• [Brief]
Could you extract every entry below and reproduce it exactly?

(Entries from a dataset)
★ ★ ★ ★ ★

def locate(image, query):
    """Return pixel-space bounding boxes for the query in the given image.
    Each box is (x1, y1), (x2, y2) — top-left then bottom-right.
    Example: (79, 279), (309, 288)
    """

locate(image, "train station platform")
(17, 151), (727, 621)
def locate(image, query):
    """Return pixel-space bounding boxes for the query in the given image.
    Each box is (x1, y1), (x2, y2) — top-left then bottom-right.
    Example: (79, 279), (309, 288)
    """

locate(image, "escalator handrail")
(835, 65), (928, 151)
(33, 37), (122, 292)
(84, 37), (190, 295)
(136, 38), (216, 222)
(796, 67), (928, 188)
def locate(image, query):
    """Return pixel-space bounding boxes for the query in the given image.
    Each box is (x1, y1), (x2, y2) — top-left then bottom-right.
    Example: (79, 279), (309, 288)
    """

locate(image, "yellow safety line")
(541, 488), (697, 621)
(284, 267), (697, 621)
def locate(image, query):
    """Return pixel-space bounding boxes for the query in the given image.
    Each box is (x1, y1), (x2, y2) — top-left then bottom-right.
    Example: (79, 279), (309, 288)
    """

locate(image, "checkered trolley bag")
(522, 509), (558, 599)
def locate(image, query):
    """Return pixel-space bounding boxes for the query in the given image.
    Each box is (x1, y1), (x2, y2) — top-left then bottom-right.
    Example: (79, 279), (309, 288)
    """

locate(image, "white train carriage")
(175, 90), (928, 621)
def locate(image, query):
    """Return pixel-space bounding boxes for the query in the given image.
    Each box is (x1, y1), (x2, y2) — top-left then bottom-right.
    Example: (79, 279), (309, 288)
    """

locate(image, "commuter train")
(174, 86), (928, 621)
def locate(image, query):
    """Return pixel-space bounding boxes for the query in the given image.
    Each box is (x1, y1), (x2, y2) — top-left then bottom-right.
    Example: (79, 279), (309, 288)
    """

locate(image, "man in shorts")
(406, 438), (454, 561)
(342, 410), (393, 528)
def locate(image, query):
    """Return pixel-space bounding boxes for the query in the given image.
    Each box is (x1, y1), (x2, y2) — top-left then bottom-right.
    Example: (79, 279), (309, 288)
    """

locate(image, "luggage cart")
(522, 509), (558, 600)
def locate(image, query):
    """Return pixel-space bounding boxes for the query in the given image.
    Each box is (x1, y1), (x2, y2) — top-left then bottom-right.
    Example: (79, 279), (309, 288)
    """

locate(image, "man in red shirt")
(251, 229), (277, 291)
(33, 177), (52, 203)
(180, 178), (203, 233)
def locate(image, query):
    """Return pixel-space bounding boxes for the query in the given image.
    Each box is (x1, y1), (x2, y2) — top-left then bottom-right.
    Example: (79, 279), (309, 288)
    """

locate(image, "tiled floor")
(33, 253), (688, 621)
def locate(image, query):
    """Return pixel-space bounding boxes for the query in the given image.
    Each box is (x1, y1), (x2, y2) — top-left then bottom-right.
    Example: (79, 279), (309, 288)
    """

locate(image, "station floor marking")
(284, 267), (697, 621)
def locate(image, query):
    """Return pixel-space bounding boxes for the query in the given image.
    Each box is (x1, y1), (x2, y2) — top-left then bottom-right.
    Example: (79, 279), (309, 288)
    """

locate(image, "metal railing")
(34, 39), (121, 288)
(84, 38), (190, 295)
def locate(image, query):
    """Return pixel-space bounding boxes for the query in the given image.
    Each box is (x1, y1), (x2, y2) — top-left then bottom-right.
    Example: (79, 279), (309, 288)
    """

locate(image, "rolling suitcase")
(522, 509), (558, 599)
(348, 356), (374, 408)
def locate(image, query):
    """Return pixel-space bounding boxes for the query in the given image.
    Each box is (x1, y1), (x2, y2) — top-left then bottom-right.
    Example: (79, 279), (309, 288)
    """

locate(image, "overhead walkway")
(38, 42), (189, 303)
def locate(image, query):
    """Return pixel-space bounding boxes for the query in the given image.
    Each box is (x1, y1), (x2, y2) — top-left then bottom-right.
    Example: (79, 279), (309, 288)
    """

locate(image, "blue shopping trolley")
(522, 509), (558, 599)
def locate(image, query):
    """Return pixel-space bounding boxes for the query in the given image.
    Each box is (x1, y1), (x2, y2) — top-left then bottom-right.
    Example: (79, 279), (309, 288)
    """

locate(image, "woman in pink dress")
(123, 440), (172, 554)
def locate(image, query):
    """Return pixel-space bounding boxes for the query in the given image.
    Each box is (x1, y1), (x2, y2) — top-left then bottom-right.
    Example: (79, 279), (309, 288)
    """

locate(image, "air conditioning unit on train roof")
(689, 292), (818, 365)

★ ★ ★ ★ ★

• [Worked solution]
def locate(image, query):
    """Return pixel-space bounding boxes for the query in the given image.
    Each box is (x1, y1), (x2, y2) — top-left then bottom-right.
    Example: (79, 279), (309, 288)
    """

locate(image, "train station platform")
(17, 151), (727, 621)
def locate(image, query):
    """Return pixel-space bounding boxes for the query in the given image.
    Each box is (x1, y1), (x2, y2) — top-left then bottom-right.
    Example: (79, 279), (309, 288)
    """

locate(image, "escalator handrail")
(835, 65), (928, 151)
(33, 37), (122, 292)
(84, 37), (190, 295)
(136, 38), (216, 222)
(796, 67), (928, 188)
def locate(image, query):
    """Return pixel-space bounding boxes for the query in the given image.
    Each box is (x1, y1), (x2, y2) — top-left then bottom-right.
    Example: (79, 279), (309, 288)
    """

locate(image, "yellow safety line")
(541, 488), (697, 621)
(284, 267), (697, 621)
def locate(image, query):
    """Return pixel-space bounding boxes for the query in the given image.
    Each box is (x1, y1), (x2, y2) — top-left then bottom-right.
    Example: (79, 279), (309, 288)
    """

locate(image, "checkered trolley bag")
(522, 509), (558, 599)
def locate(image, query):
    """Return pixel-space bounding boxes for the query in the given image.
    Each box is (x1, y1), (x2, y2) — top-left then bottom-right.
    Example: (79, 279), (309, 288)
    """

locate(image, "white train carriage")
(175, 90), (928, 621)
def locate(image, query):
    """Return pixel-space bounding boxes for the query in the given image.
    Each box is (x1, y1), (x2, y2) — top-left then bottom-right.
    Example: (79, 279), (309, 288)
    """

locate(image, "commuter train")
(174, 86), (928, 621)
def locate(image, query):
    """Return pixel-space bounding boxes for the query in the given image.
    Each box is (x1, y1), (x2, y2) — top-left then bottom-right.
    Example: (79, 279), (309, 288)
    """

locate(image, "man in shorts")
(406, 438), (454, 561)
(342, 410), (393, 528)
def locate(image, query):
    """Return pixel-space bounding boxes for the query in the given image.
    Each box is (x1, y1), (x2, y2) — top-left then bottom-right.
    Example: (79, 279), (309, 288)
    """

locate(image, "luggage cart")
(522, 509), (558, 600)
def locate(image, query):
    """Return pixel-space bounding boxes for the query in the given image.
    Each box is (x1, y1), (x2, y2) — top-left then bottom-right.
    Example: (79, 279), (309, 288)
    """

locate(image, "man in red shirt")
(251, 229), (277, 291)
(33, 177), (52, 203)
(180, 178), (203, 233)
def locate(image, query):
    """Return pixel-space bounding boxes for the query in the given image.
    Each box is (x1, y1), (x2, y2) — top-left then bottom-right.
    Example: (79, 279), (309, 288)
    """

locate(image, "tiled floor")
(33, 253), (688, 621)
def locate(image, query):
    """Return pixel-space bounding boxes for the query in the given image.
    Each box is (x1, y1), (x2, y2) — top-left then bottom-right.
    Example: (79, 279), (309, 288)
    """

locate(image, "station floor marking")
(284, 267), (697, 621)
def locate(image, query):
    """Return pixel-space bounding boxes for the query in the given image.
    Each box is (x1, y1), (x2, y2) — top-left then bottom-right.
    Example: (79, 279), (309, 288)
    """

locate(image, "metal railing")
(34, 39), (121, 288)
(84, 38), (190, 295)
def locate(image, query):
    """Return pixel-space bounding boxes for the query in the given image.
    Each box is (x1, y1), (x2, y2) — top-left then bottom-right.
    Example: (79, 279), (309, 288)
    """

locate(image, "rolling suitcase")
(522, 509), (558, 599)
(348, 356), (374, 408)
def locate(image, query):
    """Return pixel-space bounding boxes for the query in the given image.
    Each box is (x1, y1), (x2, y2) — top-left then bottom-right.
    Example: (79, 279), (309, 288)
    """

locate(image, "overhead walkway")
(38, 42), (189, 303)
def locate(image, query):
    """Return pixel-space bounding boxes for the query in the given image.
    Each box is (x1, y1), (x2, y2) — top-left then bottom-right.
    Example: (79, 279), (309, 288)
    """

locate(image, "blue shopping trolley")
(522, 509), (558, 599)
def locate(image, query):
    """Return pixel-space bounding boxes for the query in the given image.
    Each box is (x1, y1), (x2, y2) — top-left then bottom-right.
    Example: (79, 279), (309, 288)
    """

locate(image, "woman in pink dress")
(123, 440), (172, 554)
def locate(image, query):
    """Return pixel-space bounding boxes for the query in the given image.
    Each box is (x1, y1), (x2, y2) — top-left then bottom-right.
    Example: (79, 279), (309, 288)
    """

locate(image, "air conditioning unit on train roof")
(689, 292), (818, 365)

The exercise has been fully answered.